> **AVAILABLE RECORDS**
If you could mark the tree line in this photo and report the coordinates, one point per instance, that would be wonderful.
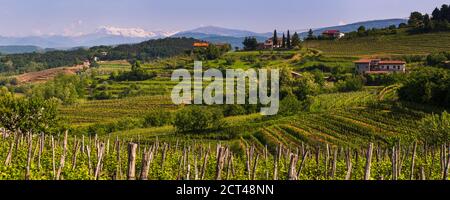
(145, 51)
(287, 42)
(438, 21)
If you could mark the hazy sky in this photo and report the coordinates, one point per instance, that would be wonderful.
(36, 17)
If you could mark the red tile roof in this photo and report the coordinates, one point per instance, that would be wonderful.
(363, 61)
(395, 62)
(386, 62)
(331, 31)
(201, 44)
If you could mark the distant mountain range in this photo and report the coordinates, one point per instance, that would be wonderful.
(353, 27)
(108, 35)
(103, 36)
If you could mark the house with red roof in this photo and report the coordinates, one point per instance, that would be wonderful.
(377, 66)
(333, 34)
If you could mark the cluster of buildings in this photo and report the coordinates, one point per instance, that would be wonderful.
(378, 66)
(333, 34)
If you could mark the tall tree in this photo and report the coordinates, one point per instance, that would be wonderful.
(295, 40)
(275, 38)
(445, 12)
(415, 20)
(288, 40)
(427, 25)
(310, 34)
(250, 43)
(436, 14)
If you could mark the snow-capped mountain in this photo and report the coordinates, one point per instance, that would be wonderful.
(132, 32)
(104, 35)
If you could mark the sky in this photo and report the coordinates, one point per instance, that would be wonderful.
(75, 17)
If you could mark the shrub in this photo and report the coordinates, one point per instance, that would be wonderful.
(157, 118)
(234, 110)
(436, 128)
(350, 84)
(198, 119)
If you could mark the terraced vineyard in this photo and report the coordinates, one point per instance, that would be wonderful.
(399, 44)
(89, 112)
(343, 127)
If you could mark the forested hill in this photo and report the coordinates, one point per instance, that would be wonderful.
(160, 48)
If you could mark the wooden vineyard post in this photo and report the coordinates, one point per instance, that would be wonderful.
(394, 164)
(447, 163)
(335, 157)
(205, 162)
(41, 149)
(411, 177)
(118, 167)
(82, 145)
(422, 173)
(88, 151)
(305, 156)
(131, 174)
(99, 161)
(11, 148)
(327, 158)
(75, 153)
(368, 162)
(255, 166)
(63, 157)
(220, 162)
(188, 171)
(348, 159)
(30, 150)
(146, 159)
(53, 157)
(292, 175)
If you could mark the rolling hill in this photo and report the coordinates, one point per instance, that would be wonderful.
(19, 49)
(398, 44)
(354, 26)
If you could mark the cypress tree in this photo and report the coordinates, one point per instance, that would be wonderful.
(295, 40)
(310, 34)
(275, 38)
(288, 42)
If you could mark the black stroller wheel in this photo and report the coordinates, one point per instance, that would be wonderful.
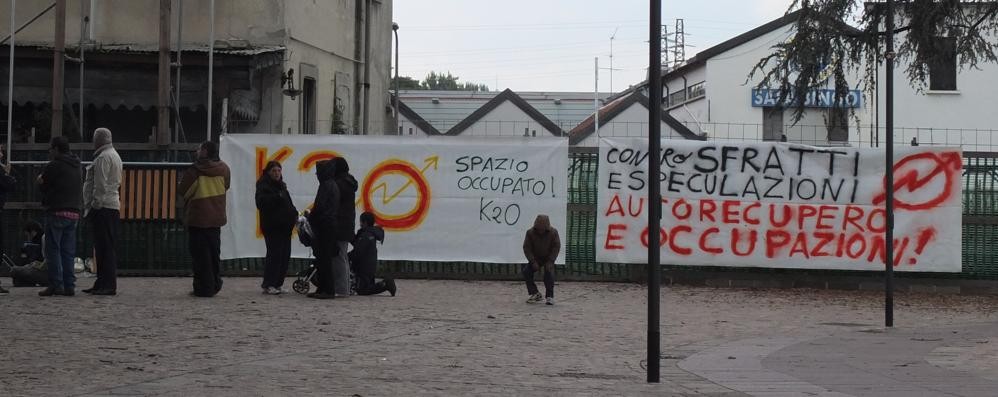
(300, 286)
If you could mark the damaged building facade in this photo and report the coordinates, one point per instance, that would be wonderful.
(280, 66)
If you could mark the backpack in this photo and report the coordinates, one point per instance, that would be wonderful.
(305, 234)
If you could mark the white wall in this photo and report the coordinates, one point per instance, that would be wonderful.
(321, 34)
(963, 117)
(505, 120)
(632, 122)
(410, 128)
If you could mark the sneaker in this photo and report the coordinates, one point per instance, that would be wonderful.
(392, 288)
(50, 291)
(321, 295)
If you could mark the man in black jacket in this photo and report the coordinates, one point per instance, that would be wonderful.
(7, 183)
(364, 258)
(344, 225)
(61, 184)
(323, 218)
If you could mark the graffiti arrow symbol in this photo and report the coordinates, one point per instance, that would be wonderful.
(432, 161)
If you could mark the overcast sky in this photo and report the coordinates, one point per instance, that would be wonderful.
(549, 45)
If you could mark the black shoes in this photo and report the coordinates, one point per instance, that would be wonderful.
(392, 288)
(321, 295)
(50, 291)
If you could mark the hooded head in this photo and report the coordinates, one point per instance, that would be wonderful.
(342, 167)
(268, 172)
(325, 170)
(542, 224)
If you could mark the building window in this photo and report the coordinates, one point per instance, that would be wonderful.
(308, 106)
(838, 124)
(772, 124)
(942, 67)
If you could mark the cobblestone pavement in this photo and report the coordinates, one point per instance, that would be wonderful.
(479, 338)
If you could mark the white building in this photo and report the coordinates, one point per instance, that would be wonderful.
(515, 112)
(712, 95)
(626, 116)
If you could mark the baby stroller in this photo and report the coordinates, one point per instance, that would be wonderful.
(306, 276)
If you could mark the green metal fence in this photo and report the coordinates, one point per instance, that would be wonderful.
(159, 246)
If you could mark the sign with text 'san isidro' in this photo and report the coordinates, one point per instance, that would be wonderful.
(780, 205)
(766, 97)
(438, 198)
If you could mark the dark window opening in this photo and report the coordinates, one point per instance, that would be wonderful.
(772, 124)
(308, 106)
(942, 66)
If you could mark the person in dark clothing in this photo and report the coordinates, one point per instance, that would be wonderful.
(30, 270)
(203, 188)
(61, 185)
(344, 225)
(541, 246)
(7, 183)
(277, 219)
(364, 258)
(323, 219)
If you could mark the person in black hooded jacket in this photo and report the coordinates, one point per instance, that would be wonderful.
(7, 183)
(344, 225)
(364, 258)
(322, 218)
(61, 185)
(277, 219)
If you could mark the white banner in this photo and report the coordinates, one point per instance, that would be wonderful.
(781, 205)
(438, 198)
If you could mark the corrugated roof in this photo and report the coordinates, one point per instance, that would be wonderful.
(455, 106)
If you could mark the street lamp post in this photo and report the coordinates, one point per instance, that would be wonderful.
(398, 118)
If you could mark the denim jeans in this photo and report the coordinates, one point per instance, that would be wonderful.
(528, 276)
(60, 251)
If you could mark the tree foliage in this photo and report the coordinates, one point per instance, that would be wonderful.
(406, 83)
(826, 44)
(438, 81)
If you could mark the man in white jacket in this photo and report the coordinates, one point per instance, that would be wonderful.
(101, 205)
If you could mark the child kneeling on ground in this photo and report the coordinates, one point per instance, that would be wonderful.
(31, 269)
(364, 258)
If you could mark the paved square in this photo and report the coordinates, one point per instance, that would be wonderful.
(479, 338)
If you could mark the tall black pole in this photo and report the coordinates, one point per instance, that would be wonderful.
(654, 186)
(889, 172)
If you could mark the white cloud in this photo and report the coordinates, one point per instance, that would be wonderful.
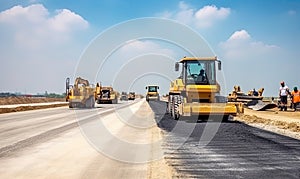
(240, 45)
(32, 25)
(205, 17)
(292, 12)
(137, 47)
(239, 35)
(208, 15)
(40, 45)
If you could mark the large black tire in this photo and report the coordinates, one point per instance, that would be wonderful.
(175, 107)
(90, 103)
(170, 105)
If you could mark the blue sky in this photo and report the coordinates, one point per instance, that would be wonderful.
(42, 40)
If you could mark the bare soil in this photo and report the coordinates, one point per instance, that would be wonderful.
(28, 100)
(283, 122)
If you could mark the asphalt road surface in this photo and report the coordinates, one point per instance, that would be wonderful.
(70, 143)
(234, 150)
(123, 141)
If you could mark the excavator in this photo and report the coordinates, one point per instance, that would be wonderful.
(196, 91)
(81, 94)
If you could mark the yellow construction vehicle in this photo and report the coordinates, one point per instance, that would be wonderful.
(106, 94)
(81, 94)
(196, 91)
(238, 96)
(152, 92)
(131, 96)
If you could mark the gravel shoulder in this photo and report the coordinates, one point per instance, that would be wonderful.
(282, 122)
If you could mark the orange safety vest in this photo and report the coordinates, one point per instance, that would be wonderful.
(296, 96)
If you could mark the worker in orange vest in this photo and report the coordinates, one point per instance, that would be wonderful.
(295, 98)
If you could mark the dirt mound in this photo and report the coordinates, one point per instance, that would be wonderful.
(27, 100)
(249, 119)
(26, 108)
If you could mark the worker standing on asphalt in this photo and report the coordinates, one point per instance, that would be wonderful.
(283, 93)
(295, 97)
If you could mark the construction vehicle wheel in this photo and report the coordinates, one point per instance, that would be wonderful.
(175, 110)
(90, 102)
(170, 105)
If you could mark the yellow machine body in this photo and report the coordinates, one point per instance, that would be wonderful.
(152, 92)
(81, 94)
(189, 97)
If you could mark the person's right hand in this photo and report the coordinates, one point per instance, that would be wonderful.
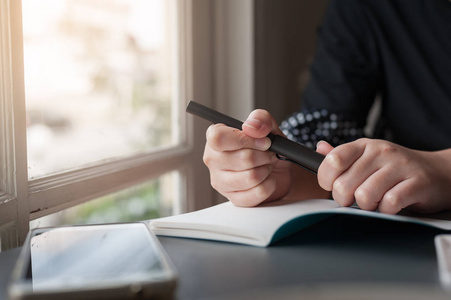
(240, 167)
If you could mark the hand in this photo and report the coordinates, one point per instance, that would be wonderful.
(240, 167)
(381, 175)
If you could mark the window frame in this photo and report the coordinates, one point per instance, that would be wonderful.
(22, 200)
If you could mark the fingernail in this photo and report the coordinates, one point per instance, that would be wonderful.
(263, 143)
(253, 123)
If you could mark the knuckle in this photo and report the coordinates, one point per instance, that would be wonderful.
(206, 158)
(364, 198)
(214, 138)
(247, 157)
(264, 190)
(392, 202)
(342, 194)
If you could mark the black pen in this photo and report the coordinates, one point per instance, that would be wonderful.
(284, 148)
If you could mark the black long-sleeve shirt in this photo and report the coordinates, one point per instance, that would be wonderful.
(398, 49)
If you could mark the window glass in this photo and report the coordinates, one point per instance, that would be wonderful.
(99, 80)
(153, 199)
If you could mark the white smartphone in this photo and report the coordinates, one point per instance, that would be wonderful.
(108, 261)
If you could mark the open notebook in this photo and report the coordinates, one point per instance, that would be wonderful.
(265, 224)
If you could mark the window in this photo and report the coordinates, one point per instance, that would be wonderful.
(92, 103)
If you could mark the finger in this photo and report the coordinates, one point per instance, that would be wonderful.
(230, 181)
(323, 147)
(399, 197)
(260, 123)
(223, 138)
(237, 160)
(338, 161)
(253, 196)
(369, 194)
(347, 187)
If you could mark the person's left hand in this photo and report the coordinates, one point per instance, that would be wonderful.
(381, 175)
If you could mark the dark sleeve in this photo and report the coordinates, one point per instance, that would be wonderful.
(344, 78)
(345, 74)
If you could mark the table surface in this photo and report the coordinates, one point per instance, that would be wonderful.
(342, 257)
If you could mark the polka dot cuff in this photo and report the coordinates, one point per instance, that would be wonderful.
(310, 126)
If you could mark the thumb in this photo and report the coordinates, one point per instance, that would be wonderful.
(323, 147)
(259, 124)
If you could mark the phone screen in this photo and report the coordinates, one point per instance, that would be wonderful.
(92, 256)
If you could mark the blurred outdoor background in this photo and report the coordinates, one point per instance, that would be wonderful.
(100, 83)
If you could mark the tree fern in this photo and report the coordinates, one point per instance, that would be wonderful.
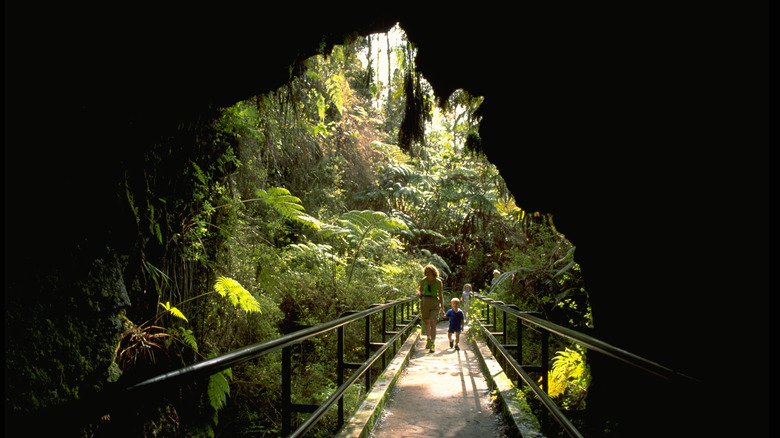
(370, 228)
(287, 205)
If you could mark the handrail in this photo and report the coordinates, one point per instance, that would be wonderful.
(578, 337)
(115, 397)
(227, 360)
(592, 343)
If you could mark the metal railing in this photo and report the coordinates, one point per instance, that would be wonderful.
(545, 328)
(404, 319)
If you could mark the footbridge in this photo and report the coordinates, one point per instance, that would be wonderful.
(481, 389)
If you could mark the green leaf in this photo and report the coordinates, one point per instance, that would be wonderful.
(219, 389)
(236, 294)
(287, 205)
(173, 310)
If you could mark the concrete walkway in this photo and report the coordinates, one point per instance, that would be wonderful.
(440, 394)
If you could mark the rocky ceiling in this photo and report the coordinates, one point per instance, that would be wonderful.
(642, 129)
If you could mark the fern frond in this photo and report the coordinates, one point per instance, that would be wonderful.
(287, 205)
(173, 311)
(188, 338)
(236, 294)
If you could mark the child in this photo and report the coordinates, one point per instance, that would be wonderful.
(456, 317)
(465, 297)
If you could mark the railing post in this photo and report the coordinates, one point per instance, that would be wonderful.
(384, 337)
(368, 351)
(545, 360)
(503, 328)
(286, 392)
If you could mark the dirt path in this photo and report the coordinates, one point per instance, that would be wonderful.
(440, 394)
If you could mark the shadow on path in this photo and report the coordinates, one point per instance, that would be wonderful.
(440, 394)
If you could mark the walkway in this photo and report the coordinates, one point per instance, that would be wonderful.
(440, 394)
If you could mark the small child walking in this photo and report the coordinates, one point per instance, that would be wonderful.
(456, 318)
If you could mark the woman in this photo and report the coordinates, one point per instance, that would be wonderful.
(430, 292)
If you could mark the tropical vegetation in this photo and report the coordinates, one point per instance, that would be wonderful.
(329, 194)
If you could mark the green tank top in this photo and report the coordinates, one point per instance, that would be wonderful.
(430, 290)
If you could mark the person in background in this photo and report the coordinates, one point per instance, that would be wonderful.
(430, 292)
(496, 273)
(465, 297)
(456, 317)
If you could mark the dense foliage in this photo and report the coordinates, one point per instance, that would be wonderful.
(289, 208)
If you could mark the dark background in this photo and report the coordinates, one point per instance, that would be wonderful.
(643, 129)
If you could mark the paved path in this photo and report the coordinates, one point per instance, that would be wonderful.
(440, 394)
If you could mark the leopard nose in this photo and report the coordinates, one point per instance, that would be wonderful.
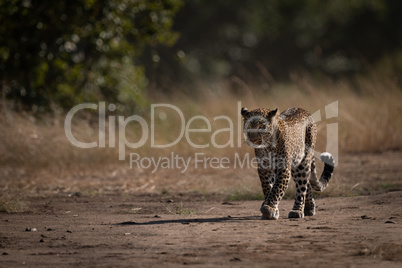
(252, 135)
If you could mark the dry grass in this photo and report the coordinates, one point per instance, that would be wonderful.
(37, 157)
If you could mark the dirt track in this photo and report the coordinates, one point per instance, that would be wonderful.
(145, 231)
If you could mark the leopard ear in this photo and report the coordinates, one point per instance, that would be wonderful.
(273, 112)
(244, 111)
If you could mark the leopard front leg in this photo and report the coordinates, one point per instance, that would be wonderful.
(269, 207)
(267, 177)
(309, 206)
(300, 176)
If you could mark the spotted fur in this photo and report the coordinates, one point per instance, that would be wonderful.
(284, 146)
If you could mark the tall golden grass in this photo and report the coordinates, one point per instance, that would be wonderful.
(36, 155)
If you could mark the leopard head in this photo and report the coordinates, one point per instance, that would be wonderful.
(259, 126)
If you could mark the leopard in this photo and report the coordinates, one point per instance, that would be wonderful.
(284, 146)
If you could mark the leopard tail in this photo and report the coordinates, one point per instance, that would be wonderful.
(329, 164)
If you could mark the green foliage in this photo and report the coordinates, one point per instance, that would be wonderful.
(270, 39)
(68, 52)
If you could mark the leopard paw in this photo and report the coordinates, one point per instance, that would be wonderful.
(295, 214)
(269, 213)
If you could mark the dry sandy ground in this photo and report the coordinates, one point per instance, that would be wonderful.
(196, 230)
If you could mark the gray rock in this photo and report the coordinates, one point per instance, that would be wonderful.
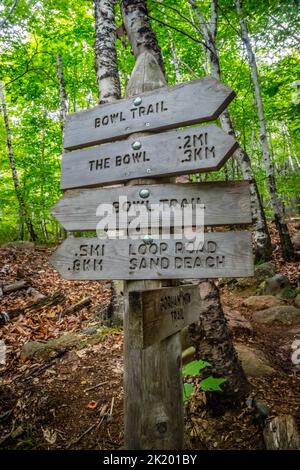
(264, 271)
(254, 363)
(297, 300)
(261, 273)
(296, 241)
(278, 285)
(260, 302)
(237, 322)
(285, 315)
(89, 330)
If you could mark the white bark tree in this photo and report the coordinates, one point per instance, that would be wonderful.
(212, 326)
(285, 239)
(261, 234)
(24, 216)
(62, 91)
(105, 51)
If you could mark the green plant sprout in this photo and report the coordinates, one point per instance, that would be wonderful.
(210, 384)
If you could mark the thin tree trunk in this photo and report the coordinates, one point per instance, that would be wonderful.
(153, 419)
(285, 239)
(135, 13)
(62, 91)
(109, 90)
(175, 59)
(263, 249)
(213, 342)
(22, 208)
(105, 51)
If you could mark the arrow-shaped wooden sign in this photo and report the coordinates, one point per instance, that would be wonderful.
(165, 108)
(226, 254)
(224, 203)
(193, 150)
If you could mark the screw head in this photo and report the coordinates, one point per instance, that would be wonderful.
(136, 145)
(144, 193)
(137, 101)
(148, 239)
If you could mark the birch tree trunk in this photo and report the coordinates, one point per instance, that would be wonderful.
(109, 90)
(105, 51)
(263, 248)
(141, 36)
(285, 240)
(22, 208)
(62, 91)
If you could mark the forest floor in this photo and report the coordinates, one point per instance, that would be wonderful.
(73, 398)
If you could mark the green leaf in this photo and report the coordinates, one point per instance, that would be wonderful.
(188, 389)
(194, 367)
(212, 384)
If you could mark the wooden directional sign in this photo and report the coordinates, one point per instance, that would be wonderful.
(165, 108)
(224, 203)
(222, 255)
(165, 311)
(192, 150)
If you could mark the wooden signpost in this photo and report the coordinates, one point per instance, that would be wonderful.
(224, 254)
(224, 203)
(179, 152)
(165, 108)
(154, 315)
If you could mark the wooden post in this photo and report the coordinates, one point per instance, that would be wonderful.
(153, 408)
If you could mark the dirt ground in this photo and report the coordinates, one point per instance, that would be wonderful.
(73, 399)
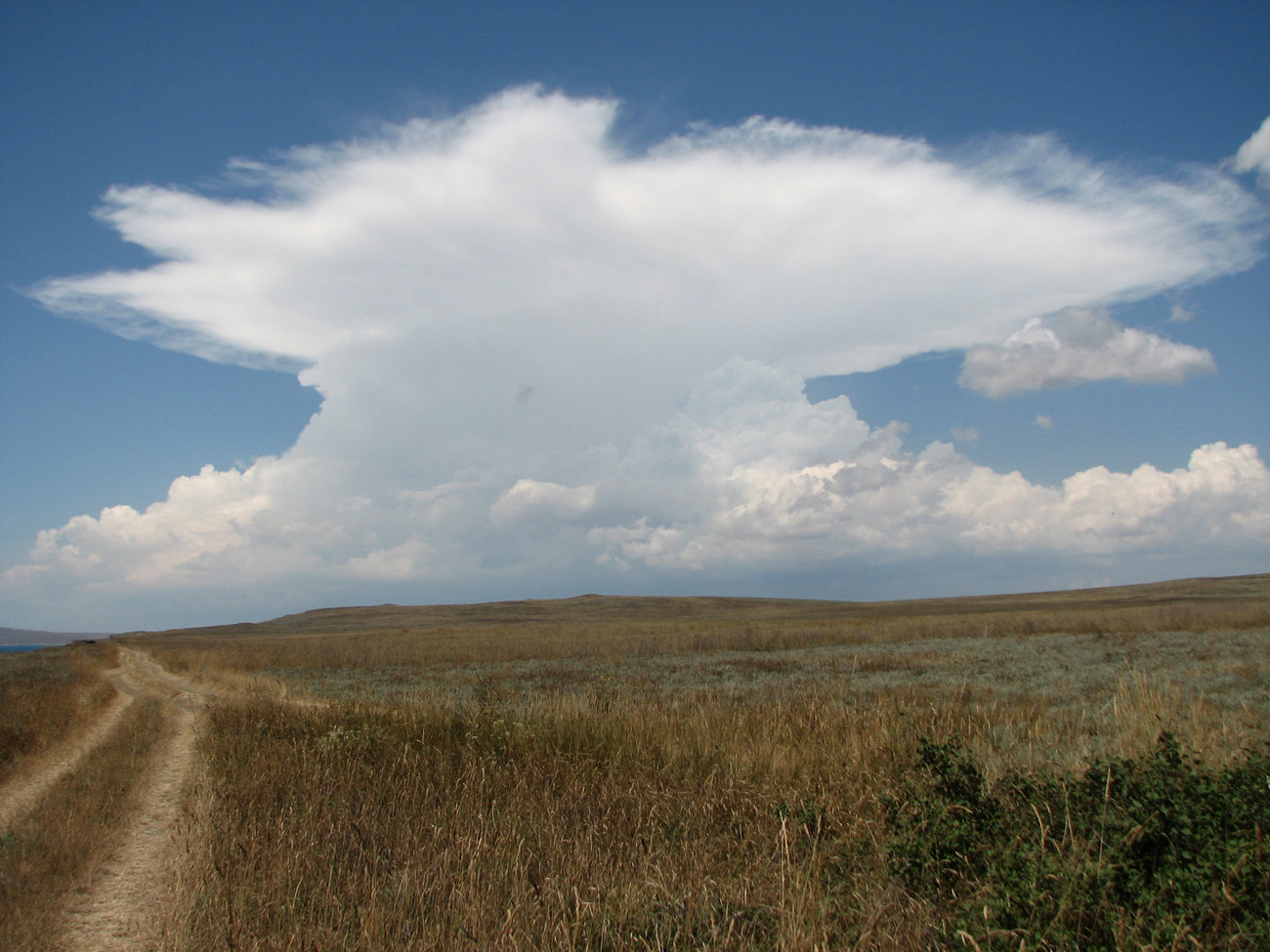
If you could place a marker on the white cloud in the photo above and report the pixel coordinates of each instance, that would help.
(1180, 313)
(871, 496)
(1253, 155)
(1078, 346)
(524, 341)
(529, 496)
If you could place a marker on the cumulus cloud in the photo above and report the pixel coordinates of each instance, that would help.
(860, 491)
(526, 343)
(1253, 155)
(1078, 346)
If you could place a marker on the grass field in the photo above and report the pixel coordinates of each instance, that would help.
(1082, 769)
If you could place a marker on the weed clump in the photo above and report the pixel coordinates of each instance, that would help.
(1134, 853)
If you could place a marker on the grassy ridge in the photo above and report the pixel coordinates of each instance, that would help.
(719, 773)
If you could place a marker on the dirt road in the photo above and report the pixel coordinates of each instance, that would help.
(130, 904)
(128, 900)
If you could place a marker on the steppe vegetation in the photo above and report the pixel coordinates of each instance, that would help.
(1059, 770)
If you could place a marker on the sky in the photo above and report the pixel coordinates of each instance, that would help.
(318, 304)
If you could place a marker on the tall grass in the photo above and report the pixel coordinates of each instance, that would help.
(608, 820)
(50, 854)
(50, 694)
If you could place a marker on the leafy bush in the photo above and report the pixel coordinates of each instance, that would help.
(1134, 853)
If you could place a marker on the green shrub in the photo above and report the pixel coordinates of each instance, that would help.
(1137, 851)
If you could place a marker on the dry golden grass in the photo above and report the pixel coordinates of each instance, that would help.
(661, 773)
(50, 854)
(50, 694)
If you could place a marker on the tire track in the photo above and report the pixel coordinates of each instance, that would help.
(23, 792)
(131, 900)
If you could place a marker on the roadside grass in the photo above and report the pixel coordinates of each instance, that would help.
(50, 694)
(50, 854)
(737, 774)
(616, 820)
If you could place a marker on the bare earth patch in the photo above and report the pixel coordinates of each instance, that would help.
(131, 897)
(21, 795)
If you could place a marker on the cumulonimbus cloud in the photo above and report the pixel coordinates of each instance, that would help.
(1079, 346)
(1253, 155)
(525, 338)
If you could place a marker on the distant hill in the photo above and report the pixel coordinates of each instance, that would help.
(25, 636)
(601, 608)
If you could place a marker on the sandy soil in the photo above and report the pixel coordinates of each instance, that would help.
(131, 900)
(23, 791)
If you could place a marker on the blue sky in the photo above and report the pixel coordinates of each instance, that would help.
(978, 305)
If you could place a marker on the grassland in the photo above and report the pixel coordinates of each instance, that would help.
(1053, 770)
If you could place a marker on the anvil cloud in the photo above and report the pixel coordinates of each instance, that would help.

> **ACTIVITY**
Every line from the one holding "If you could place a marker on the grassland" through the last line of the listing above should be set down exactly, and nothing more.

> **YOUR SOLUTION**
If you could place a marker on the grassland in the photo above and report the pixel coordinates of each instance, that would help.
(1053, 770)
If you could place a marker on the anvil cloud in the photo above and report the pixel coordinates of each instance, that would help.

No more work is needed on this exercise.